### What this exercise asks
1 – Answer these questions using the account of a son's autism diagnosis:
(a) Which diagnostic label did the son have before the appointment, and which did he receive at it?
(b) For how many years does the writer say things have been hard?
(c) Who was with the writer at the appointment?
2 – Pick up the account of a son's autism diagnosis and continue it from its final sentence.

### Extract provided
--- START ---
Today, I heard words that broke my heart. Severely Autistic.
"Your son is severely autistic."
I wanted to rewind the day, go back 4 hours, and cancel the appointment, but I couldn't. It was already done and the words were said. I kept a strong face because I was alone with Ethan and his doctor. Ethan didn't need to see me upset and I wanted to remind the doctor how strong I have been throughout the last 4 years. Strong. I have been so incredibly strong and positive. Or at least I have tried.
These past 4 years have been hard. Really, really hard. Despite the difficulties, I have always tucked my feelings away where no one else can feel them or see them. I didn't want people to feel bad for us or to think differently of us.
My son went from "mildly autistic" to "severely autistic" in a matter of moments, in terms of diagnostic labels, of course. To us? He is still Ethan. Ethan is amazing. And difficult. Ethan is lovable. He is also so far away. I want to pull him closer. I want to hear him say "I love you" and mean it. I want him to tell me how his day went. Or talk to me about his feelings. I want him to not have meltdowns every day. I want him to play. I want him to giggle because he means it.
--- END ---
[Records from a dataset]
--- START ---
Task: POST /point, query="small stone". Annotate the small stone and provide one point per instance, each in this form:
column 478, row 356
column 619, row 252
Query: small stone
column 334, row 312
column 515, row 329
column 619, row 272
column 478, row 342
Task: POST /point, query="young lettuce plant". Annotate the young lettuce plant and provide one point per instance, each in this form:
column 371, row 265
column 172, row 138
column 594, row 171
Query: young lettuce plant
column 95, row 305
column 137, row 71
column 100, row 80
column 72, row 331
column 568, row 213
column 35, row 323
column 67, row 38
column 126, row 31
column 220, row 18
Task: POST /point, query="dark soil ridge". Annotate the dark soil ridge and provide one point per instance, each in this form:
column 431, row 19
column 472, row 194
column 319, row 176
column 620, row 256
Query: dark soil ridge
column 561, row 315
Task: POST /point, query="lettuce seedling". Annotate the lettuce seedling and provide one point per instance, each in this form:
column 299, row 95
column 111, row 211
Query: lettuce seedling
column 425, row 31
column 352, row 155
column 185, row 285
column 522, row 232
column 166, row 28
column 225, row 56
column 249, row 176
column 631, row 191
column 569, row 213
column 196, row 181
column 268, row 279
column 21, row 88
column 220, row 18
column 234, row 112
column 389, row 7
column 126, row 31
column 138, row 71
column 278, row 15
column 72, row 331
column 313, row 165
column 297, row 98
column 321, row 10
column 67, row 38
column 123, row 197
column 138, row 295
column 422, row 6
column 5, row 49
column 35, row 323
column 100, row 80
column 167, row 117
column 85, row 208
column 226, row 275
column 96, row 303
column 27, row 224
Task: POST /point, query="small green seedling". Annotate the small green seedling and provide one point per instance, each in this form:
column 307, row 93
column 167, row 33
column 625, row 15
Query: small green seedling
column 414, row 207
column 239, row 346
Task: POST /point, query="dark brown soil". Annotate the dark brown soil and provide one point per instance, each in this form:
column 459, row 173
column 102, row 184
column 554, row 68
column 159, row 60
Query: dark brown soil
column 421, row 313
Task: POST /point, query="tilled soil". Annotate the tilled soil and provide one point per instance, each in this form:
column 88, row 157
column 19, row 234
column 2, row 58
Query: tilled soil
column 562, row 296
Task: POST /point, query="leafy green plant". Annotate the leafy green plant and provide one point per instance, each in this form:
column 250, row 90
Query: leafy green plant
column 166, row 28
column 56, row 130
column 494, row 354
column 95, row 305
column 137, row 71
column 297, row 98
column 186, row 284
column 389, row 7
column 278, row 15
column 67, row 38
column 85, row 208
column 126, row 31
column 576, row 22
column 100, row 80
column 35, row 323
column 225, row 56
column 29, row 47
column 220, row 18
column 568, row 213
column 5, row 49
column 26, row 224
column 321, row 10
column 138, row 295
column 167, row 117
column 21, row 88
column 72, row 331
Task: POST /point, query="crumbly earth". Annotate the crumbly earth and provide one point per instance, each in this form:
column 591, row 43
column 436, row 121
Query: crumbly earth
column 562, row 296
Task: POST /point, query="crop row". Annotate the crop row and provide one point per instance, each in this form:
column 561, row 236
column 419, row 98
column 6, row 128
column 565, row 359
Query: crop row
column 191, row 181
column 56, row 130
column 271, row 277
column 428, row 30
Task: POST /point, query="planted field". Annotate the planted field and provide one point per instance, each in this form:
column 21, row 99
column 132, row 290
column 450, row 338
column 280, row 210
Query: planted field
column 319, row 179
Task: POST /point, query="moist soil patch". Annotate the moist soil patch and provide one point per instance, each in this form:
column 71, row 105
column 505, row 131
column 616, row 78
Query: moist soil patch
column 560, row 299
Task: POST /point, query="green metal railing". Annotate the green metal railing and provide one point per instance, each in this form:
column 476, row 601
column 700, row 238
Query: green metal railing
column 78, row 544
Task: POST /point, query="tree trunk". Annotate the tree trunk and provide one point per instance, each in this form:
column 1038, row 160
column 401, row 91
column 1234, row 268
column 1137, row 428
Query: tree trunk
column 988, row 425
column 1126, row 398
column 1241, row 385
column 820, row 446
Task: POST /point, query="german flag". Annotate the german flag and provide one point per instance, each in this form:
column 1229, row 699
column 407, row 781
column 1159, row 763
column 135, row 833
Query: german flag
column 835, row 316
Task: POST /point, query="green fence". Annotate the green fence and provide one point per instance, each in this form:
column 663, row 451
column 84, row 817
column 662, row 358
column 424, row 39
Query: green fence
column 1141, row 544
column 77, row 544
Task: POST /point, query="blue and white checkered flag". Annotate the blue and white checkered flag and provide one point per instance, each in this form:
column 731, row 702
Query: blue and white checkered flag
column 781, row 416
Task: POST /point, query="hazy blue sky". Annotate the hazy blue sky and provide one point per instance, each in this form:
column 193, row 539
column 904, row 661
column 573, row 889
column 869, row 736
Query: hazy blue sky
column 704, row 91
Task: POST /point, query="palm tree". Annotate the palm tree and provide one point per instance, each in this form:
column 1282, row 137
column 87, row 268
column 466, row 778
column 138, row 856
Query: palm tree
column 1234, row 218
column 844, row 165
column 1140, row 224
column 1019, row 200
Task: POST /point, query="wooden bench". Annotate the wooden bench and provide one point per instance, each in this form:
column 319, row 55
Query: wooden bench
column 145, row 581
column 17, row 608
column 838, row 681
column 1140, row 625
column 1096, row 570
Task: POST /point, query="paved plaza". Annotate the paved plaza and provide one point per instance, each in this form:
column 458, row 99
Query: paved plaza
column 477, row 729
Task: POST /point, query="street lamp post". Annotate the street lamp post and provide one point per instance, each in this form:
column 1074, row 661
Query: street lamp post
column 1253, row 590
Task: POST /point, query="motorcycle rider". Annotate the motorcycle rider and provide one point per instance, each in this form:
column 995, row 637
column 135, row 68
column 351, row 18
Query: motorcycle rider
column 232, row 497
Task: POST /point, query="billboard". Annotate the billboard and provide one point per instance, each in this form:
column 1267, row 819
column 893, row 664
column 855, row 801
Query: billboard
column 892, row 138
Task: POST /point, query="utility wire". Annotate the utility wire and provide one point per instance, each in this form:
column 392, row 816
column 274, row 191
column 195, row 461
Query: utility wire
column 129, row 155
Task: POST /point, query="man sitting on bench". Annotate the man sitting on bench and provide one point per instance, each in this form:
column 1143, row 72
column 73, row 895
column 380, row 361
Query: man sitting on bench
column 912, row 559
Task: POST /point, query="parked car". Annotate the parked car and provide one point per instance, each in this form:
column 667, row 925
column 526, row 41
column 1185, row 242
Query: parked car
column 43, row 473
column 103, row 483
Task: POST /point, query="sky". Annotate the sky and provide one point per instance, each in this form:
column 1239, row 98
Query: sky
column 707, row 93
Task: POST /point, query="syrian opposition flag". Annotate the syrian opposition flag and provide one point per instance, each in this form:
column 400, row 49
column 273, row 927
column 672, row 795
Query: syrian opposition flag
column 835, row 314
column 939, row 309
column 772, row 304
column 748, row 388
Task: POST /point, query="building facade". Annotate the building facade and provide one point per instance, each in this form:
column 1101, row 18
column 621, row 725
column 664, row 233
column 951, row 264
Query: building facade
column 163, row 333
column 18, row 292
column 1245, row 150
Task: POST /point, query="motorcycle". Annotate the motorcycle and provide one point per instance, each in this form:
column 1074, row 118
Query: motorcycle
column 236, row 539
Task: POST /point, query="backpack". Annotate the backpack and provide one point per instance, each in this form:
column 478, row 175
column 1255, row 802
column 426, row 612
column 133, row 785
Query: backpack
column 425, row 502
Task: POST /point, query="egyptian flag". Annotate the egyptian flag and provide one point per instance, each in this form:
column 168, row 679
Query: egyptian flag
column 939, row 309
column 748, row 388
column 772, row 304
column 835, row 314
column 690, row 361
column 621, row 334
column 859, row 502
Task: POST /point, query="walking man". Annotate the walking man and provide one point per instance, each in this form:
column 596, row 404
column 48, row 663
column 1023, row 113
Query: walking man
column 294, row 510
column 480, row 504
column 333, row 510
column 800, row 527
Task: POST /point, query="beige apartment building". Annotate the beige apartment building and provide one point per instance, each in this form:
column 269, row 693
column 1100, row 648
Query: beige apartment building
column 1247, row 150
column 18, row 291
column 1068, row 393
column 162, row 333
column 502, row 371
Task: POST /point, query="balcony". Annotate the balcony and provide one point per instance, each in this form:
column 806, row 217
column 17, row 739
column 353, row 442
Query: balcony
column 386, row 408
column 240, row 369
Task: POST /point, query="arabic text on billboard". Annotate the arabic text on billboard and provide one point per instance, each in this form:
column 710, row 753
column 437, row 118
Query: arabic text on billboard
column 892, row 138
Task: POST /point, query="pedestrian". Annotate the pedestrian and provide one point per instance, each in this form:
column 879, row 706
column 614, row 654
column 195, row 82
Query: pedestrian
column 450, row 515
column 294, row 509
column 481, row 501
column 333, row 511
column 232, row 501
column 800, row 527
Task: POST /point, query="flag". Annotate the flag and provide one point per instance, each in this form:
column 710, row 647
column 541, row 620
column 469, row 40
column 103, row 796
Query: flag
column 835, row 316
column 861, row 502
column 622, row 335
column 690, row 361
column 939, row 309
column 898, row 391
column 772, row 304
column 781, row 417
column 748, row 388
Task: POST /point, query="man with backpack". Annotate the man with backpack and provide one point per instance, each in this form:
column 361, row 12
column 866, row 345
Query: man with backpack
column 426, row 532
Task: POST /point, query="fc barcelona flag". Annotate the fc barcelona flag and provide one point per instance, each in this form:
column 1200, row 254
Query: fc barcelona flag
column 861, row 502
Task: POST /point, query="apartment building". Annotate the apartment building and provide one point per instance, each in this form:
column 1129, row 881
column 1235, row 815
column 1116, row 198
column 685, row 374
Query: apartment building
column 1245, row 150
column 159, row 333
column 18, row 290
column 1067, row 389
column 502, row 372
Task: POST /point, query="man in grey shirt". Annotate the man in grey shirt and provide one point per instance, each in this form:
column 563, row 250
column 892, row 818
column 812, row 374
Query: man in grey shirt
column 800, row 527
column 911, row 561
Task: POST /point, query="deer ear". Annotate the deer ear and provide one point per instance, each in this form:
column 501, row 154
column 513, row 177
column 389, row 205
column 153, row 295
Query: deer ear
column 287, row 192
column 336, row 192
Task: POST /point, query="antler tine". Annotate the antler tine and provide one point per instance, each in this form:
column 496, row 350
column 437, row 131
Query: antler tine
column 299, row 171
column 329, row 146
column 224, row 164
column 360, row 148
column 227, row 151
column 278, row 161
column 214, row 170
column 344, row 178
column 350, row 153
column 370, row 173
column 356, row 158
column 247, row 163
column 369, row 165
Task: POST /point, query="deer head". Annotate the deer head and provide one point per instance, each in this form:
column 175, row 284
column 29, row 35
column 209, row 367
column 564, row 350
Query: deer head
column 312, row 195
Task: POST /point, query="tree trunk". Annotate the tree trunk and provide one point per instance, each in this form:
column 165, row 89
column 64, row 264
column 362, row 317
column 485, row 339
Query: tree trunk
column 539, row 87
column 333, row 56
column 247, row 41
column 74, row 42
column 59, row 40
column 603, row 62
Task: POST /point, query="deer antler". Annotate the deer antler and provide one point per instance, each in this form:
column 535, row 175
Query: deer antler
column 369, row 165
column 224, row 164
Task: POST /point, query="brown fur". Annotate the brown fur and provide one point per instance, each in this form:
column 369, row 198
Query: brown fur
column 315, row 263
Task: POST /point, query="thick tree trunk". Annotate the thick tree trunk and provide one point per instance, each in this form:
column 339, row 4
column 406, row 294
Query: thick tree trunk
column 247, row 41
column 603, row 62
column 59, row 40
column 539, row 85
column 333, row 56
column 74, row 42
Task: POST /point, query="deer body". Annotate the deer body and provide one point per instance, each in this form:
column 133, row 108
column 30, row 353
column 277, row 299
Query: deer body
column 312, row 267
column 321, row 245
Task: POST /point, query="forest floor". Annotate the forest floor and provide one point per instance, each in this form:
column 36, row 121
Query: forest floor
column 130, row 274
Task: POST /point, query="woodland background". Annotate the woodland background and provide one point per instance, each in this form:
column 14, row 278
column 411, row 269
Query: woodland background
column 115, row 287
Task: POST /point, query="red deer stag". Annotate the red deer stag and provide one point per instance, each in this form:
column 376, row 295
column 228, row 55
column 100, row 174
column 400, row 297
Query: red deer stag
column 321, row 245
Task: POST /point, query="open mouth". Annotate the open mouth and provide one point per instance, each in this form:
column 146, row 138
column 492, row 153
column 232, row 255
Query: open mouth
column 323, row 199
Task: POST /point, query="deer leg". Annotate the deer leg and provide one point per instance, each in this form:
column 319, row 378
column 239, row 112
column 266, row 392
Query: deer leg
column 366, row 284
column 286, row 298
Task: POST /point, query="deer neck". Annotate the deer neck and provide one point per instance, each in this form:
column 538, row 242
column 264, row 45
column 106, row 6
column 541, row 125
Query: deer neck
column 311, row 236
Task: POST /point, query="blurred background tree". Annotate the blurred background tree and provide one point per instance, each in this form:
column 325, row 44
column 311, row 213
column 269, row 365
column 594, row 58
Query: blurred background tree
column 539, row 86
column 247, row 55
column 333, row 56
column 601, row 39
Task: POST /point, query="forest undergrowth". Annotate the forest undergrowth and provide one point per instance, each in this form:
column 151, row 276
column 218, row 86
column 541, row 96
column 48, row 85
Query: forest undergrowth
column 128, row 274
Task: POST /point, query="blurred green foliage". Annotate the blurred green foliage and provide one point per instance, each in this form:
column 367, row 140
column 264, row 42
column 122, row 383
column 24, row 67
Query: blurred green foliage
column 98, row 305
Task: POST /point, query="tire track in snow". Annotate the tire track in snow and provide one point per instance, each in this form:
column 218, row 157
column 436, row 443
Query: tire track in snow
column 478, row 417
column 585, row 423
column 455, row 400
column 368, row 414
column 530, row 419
--- END ---
### Solved tasks
1 –
(a) He went from "mildly autistic" to "severely autistic."
(b) Four years.
(c) Ethan and his doctor.

2 –
I want all of the things parents want from their children.
Those are MY wants, but Ethan's wants are more important. I am being selfish for asking these things of him. My wants may never happen, and I need to come to terms with that. My wants are different than my desires for happiness. Happiness can easily be obtained if you allow your "wants" to change along the way. My "wants" need to change.
What an amazing little boy I have. He is going to be 5 years old soon and he has amazed us every step of the way.
I just tucked Ethan into bed...the same Ethan that I tucked into bed last night, and he will be the same Ethan I will tuck into bed tomorrow night.